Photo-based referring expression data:
<<<<

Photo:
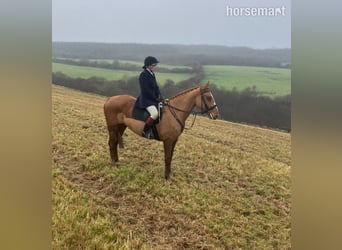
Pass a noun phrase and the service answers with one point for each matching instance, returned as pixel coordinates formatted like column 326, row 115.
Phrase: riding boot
column 146, row 132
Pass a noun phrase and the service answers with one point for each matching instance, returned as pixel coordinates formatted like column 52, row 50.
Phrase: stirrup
column 146, row 134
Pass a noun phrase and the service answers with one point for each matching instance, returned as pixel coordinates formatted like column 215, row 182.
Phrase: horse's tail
column 120, row 118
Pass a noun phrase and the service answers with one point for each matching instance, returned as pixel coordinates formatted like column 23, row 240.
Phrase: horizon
column 176, row 44
column 234, row 23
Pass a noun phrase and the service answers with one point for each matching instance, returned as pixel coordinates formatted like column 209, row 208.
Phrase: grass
column 87, row 72
column 268, row 81
column 230, row 187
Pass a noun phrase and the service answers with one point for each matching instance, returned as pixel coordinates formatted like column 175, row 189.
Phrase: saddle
column 142, row 115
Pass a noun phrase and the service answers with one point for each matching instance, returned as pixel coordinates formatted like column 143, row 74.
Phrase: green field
column 230, row 187
column 87, row 72
column 268, row 81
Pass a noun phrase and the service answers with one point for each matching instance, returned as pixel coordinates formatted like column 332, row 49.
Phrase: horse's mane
column 184, row 92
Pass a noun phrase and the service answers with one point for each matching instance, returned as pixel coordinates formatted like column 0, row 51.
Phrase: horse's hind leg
column 122, row 128
column 113, row 142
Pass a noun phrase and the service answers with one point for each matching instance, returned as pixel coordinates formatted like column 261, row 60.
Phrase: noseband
column 207, row 108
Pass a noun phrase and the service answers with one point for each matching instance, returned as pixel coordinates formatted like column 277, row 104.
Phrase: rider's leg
column 150, row 120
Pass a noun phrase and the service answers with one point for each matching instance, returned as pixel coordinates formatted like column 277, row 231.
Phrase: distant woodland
column 185, row 55
column 243, row 106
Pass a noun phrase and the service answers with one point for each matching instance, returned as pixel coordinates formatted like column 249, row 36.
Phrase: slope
column 230, row 186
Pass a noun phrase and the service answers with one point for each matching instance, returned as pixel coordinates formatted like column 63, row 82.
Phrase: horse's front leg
column 169, row 146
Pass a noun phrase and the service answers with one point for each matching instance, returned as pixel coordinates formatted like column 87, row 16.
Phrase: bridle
column 195, row 113
column 207, row 108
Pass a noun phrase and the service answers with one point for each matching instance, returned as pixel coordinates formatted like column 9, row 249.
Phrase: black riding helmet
column 149, row 61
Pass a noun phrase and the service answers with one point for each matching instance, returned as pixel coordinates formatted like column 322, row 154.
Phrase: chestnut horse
column 118, row 113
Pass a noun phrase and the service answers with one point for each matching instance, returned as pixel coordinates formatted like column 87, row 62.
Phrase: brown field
column 230, row 187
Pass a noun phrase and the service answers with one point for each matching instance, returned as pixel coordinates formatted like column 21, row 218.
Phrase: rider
column 149, row 93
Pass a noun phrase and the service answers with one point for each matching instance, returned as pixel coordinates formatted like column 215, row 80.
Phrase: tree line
column 175, row 54
column 243, row 106
column 115, row 64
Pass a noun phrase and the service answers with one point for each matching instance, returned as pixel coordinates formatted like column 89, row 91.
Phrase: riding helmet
column 149, row 61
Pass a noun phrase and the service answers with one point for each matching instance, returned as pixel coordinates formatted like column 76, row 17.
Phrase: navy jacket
column 149, row 90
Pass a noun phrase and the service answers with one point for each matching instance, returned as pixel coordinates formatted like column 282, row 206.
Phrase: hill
column 230, row 186
column 175, row 54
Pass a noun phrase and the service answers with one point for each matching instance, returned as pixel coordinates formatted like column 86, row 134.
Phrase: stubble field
column 230, row 187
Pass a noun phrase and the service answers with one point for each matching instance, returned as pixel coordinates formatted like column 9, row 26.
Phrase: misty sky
column 173, row 21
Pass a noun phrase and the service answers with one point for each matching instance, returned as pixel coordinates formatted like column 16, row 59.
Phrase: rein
column 172, row 109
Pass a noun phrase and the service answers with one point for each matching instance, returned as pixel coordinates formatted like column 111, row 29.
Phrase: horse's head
column 206, row 102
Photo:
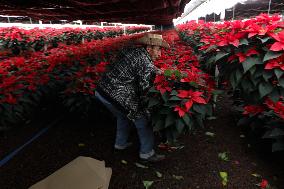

>>>>

> _Task prompt_: The answer should be an exact restatement of every entry, with the pictures omitted.

> _Solution_:
Photo:
Pass a noun phrase and the service answers with one point for each matching instance, returned as pixel coordinates formatted like column 326, row 115.
Phrase: riding boot
column 146, row 132
Pass a noun phrase and the service answers with one point for each matching instance, returned as pixel coordinates formatted like column 52, row 50.
Phrase: stirrup
column 146, row 134
Pass a noun phrase and the service answers with one point for each matching instance, returned as pixel coordinates formatted like column 215, row 182.
Phrase: horse's tail
column 120, row 118
Pass a noun phrase and the service answers with one point for each matching instance, returned as pixel coordinates formatted like column 23, row 240.
Phrase: horizon
column 176, row 44
column 234, row 23
Pass a noun phrase and the service answers with one point for each matching instance, returned as pixel coordinates formatted like column 209, row 208.
Phrase: grass
column 87, row 72
column 268, row 81
column 230, row 187
Pass a noun phrase and the service answers with one point for each matching instance, returned as pixel coordinates formatted like column 175, row 189.
Phrase: saddle
column 142, row 115
Pass a noun phrase and the service answers with one point for each matching instance, returned as pixel coordinates formatted like column 143, row 74.
Phrase: green field
column 230, row 187
column 87, row 72
column 268, row 81
Pass a noun phrase and the service answers with one point for each matching instance, returned as pixel coordinates formatted like column 332, row 49.
Phrase: horse's mane
column 184, row 92
Pass a noun phrase and the service answers with one point for each matching instance, returned as pixel coordinates formatted like column 0, row 51.
Phrase: horse's hind leg
column 122, row 128
column 113, row 142
Pass a noun phrase and the service answers with one point for each matching instance, returned as pixel coordinates formatted like column 261, row 60.
Phrase: noseband
column 207, row 108
Pass a noun phrase and the service answers with one point for each matching instance, returned as pixel coordinates formatted like column 277, row 104.
Phrase: rider's leg
column 150, row 120
Pass a noun phrase and the service answers with one point for each matching instance, returned as pixel coordinates formatted like column 277, row 231.
Phrase: distant woodland
column 185, row 55
column 243, row 106
Pass a noun phrase and the service answers with one point for each matching instance, returned as pixel coordinates formatted like column 249, row 36.
Phrase: slope
column 230, row 186
Pass a noun phrase and the service answers with one point for each matching instance, returned as pixel coordinates formatted like column 63, row 82.
Phrase: horse's front leg
column 169, row 146
Pass a noun phrase and the service answers with one point for each matching instance, returned as pixel coordinates formatted like column 87, row 16.
Phrase: bridle
column 195, row 113
column 207, row 108
Pass a noun phrase and the service answers with one point for each matching instance, returned as pixel coordinates formatted like column 9, row 249.
Phrase: black riding helmet
column 149, row 61
Pass a noun phrase and the service answers with one point for each matching instance, returned as pixel coordinates formatted like column 322, row 154.
Phrase: chestnut horse
column 118, row 113
Pass a noun phrase and the service answers with one point for each matching instance, returned as pixel coordinates formatted like column 87, row 62.
Phrase: brown field
column 230, row 187
Pass a noun phrase and the service answers with one point for each matching instance, returned as pixel coordinates formatted like column 21, row 218.
Phrase: rider
column 149, row 93
Pass a noun phrase and the service answers with one point for each matching instance, returned as pixel coordinates formatted like column 215, row 80.
Phrase: tree line
column 175, row 54
column 243, row 106
column 115, row 64
Pass a noun phrase and the service answers with one point for each matching instance, returned as pixel coordinates formatted like column 89, row 91.
Phrase: riding helmet
column 149, row 61
Pass a noun phrase and the service answers with one point for each matching instance, returned as pixel coordinates formatted like column 76, row 17.
Phrase: navy jacket
column 149, row 90
Pass a noun phrase and the service answers with one point for each matching instance, returned as pixel coordinates formatted like column 282, row 206.
Phrase: hill
column 230, row 186
column 175, row 54
Pass a noun phrase and the service answers with one point for each matching instance, returned as pixel coordinates formatted like column 86, row 134.
Phrase: stubble field
column 230, row 187
Pass a noun phrase and the service answers with one point for each matching instance, returned as pixel coordinates formatted like column 9, row 26.
Phrase: misty sky
column 173, row 21
Pass a noun phrase and the service answers with one point for each matching instance, returned as pixel coordinates formatted like column 16, row 59.
Phrase: rein
column 172, row 109
Pass a noun phrase and the service answers with one point for each matching instance, returned as pixel coordinates formatted like column 111, row 29.
Phrase: horse's head
column 206, row 102
Photo:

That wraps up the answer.